Material supplied =
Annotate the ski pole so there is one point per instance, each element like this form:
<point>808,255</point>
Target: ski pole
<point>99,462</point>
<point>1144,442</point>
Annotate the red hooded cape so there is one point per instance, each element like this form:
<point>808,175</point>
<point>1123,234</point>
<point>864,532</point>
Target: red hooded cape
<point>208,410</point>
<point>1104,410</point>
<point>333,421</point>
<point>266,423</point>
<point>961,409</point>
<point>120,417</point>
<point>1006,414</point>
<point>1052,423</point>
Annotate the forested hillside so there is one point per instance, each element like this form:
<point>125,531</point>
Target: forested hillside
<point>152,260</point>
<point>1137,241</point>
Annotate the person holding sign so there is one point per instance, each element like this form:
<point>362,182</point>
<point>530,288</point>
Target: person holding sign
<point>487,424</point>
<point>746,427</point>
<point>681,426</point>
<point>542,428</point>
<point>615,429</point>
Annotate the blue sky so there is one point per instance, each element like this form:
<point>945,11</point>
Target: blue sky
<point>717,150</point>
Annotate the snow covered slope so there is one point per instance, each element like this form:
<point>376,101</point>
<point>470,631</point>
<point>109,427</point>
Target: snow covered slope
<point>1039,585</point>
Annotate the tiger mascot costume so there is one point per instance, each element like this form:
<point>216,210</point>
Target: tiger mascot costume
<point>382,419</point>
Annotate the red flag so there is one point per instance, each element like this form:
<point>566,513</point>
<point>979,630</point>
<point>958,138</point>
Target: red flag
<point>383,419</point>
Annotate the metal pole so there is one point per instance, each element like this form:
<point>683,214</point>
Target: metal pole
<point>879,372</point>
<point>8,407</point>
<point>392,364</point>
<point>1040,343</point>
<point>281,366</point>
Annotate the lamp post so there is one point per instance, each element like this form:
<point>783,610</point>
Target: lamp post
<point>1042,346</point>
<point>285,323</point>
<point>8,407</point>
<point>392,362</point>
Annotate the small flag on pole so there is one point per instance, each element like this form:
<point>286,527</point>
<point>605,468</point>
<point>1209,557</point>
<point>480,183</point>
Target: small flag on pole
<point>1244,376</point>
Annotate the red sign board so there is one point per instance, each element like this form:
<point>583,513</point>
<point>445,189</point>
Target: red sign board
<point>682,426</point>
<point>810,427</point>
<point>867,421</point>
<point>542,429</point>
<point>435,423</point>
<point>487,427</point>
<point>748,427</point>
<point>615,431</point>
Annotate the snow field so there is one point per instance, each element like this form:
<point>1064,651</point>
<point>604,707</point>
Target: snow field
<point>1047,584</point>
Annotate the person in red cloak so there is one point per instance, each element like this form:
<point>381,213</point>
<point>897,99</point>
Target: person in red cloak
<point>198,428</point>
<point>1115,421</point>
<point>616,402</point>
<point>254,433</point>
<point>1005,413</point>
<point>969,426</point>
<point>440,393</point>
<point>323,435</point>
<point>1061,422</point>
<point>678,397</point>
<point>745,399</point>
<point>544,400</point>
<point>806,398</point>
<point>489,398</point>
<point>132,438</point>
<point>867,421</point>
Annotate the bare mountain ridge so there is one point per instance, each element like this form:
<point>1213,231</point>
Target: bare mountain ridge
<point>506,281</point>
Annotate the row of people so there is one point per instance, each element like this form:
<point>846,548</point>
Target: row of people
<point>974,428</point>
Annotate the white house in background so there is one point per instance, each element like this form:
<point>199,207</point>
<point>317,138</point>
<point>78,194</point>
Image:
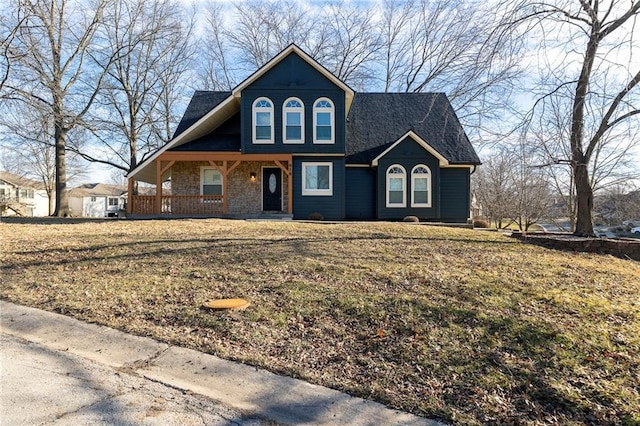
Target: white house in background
<point>22,197</point>
<point>97,200</point>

Task requirements = Rewrite all of the material above, swapping "Annotate" for "Mark" at every occurrence and changing nothing else. Omit the pictures.

Response to this exercise =
Mark the ski pole so there is one point per instance, each element like this form:
<point>808,255</point>
Target: ski pole
<point>99,462</point>
<point>1144,442</point>
Mark the red hooded cape so there is one point per instance, each element like this form:
<point>808,175</point>
<point>1123,234</point>
<point>864,532</point>
Target: red hooded cape
<point>208,410</point>
<point>1104,410</point>
<point>333,421</point>
<point>266,423</point>
<point>961,409</point>
<point>120,417</point>
<point>1006,414</point>
<point>1052,423</point>
Mark the forested hillside so there is one point per instance, each element like this form:
<point>125,531</point>
Target: forested hillside
<point>152,260</point>
<point>1137,241</point>
Mark the person holding sign so there is one point per instance, each element like this form:
<point>362,182</point>
<point>530,288</point>
Target: person holding sign
<point>487,424</point>
<point>746,427</point>
<point>681,426</point>
<point>542,428</point>
<point>615,429</point>
Mark the blue sky so there is one point per instance, each element like this form:
<point>945,11</point>
Target: blue sky
<point>717,150</point>
Mark the snow covered slope so there is one point per instance, each element like this form:
<point>376,101</point>
<point>470,631</point>
<point>109,427</point>
Target: snow covered slope
<point>1039,585</point>
Mark the tiger mascot costume so there is one point per instance, each element like this form:
<point>216,210</point>
Target: tiger mascot costume
<point>382,419</point>
Mark the red flag so there is one point per instance, each element like this form:
<point>566,513</point>
<point>979,630</point>
<point>958,138</point>
Target: red flag
<point>383,419</point>
Mark the metal pole so there is one point per instance, each element like this form:
<point>683,214</point>
Target: metal pole
<point>879,372</point>
<point>8,407</point>
<point>392,364</point>
<point>1040,343</point>
<point>281,366</point>
Mark the lamp post so there is one point per instance, each element like this form:
<point>783,610</point>
Target: lamp post
<point>1042,346</point>
<point>285,323</point>
<point>8,407</point>
<point>392,362</point>
Mark the small flag on pole so there is one point per instance, each element like this form:
<point>286,527</point>
<point>605,468</point>
<point>1209,557</point>
<point>480,183</point>
Target: small flag on pole
<point>1244,376</point>
Mark the red sign board so there is one point per instance, each element like this form:
<point>583,513</point>
<point>445,189</point>
Target: red sign board
<point>682,426</point>
<point>810,427</point>
<point>867,421</point>
<point>542,429</point>
<point>435,423</point>
<point>487,427</point>
<point>748,427</point>
<point>615,431</point>
Mark the snow field so there is one point per instance, each element like this form:
<point>1064,651</point>
<point>604,707</point>
Target: snow field
<point>1047,584</point>
Mark the person in red cloak so there is one point per instance, each element like this form:
<point>381,213</point>
<point>897,99</point>
Target: person in red cloak
<point>198,428</point>
<point>1115,421</point>
<point>616,402</point>
<point>254,433</point>
<point>1005,413</point>
<point>969,426</point>
<point>440,393</point>
<point>323,435</point>
<point>1061,422</point>
<point>678,397</point>
<point>745,399</point>
<point>544,400</point>
<point>806,398</point>
<point>489,398</point>
<point>132,438</point>
<point>867,421</point>
Mark the bare mountain ridge so there is one point per instance, each element like this form:
<point>1213,231</point>
Target: bare mountain ridge
<point>506,281</point>
Mark the row of people so there is one point per instance, each element like this form:
<point>846,548</point>
Target: row of people
<point>974,428</point>
Mark the white house in background so there is one point per instance, each element like this form:
<point>199,207</point>
<point>317,138</point>
<point>78,194</point>
Image:
Target: white house in background
<point>22,197</point>
<point>97,200</point>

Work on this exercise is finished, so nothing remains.